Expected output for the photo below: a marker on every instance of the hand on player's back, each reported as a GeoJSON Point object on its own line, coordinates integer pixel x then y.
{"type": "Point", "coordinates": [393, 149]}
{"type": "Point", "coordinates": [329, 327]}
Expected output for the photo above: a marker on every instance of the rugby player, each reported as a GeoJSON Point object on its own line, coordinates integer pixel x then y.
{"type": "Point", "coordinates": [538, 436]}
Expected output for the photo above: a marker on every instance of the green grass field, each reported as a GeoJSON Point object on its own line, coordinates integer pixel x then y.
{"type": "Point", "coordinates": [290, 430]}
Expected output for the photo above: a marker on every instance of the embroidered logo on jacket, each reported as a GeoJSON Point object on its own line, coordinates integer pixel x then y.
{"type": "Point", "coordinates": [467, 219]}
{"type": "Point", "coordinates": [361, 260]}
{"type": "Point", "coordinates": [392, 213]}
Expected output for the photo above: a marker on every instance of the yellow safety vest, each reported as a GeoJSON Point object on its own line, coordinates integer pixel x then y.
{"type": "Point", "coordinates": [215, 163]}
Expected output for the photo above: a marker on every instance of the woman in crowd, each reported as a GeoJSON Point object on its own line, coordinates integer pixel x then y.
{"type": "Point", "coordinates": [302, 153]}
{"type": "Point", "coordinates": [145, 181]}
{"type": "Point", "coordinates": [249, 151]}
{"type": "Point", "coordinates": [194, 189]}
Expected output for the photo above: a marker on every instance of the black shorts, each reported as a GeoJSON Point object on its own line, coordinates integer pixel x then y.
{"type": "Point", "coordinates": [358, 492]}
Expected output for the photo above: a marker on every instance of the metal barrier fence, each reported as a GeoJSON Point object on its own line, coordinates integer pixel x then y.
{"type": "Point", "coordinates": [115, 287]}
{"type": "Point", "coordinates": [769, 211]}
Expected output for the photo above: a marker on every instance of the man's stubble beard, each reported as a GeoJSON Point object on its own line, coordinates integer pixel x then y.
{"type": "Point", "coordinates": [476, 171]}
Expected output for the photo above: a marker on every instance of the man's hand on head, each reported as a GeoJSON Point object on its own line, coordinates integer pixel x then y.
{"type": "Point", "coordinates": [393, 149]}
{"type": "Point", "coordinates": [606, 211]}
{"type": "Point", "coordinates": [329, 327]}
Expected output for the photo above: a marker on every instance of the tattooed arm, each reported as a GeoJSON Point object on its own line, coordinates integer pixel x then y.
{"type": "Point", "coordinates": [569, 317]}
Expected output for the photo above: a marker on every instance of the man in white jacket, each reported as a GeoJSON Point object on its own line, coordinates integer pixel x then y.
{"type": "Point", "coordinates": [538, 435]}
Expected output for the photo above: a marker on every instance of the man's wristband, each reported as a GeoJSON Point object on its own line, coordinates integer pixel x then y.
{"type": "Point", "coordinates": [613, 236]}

## Problem to work on
Retype the lines from the one containing "of the tattooed" through the last line of the records. Leave out everything else.

## Expected answer
Expected output for the photo above: a marker on every instance of the tattooed arm, each reported as a GeoJSON Point object on its own line, coordinates integer pixel x then y.
{"type": "Point", "coordinates": [569, 317]}
Expected output for the photo above: a marker on every instance of the man in white jacket, each reported as a GeoJSON Point object on its own line, coordinates integer pixel x then y.
{"type": "Point", "coordinates": [538, 435]}
Expected output for the photo above: a marker on every instance of the man's wristband, each reported as a GeoJSON Point object on its own line, coordinates integer pixel x then y.
{"type": "Point", "coordinates": [613, 236]}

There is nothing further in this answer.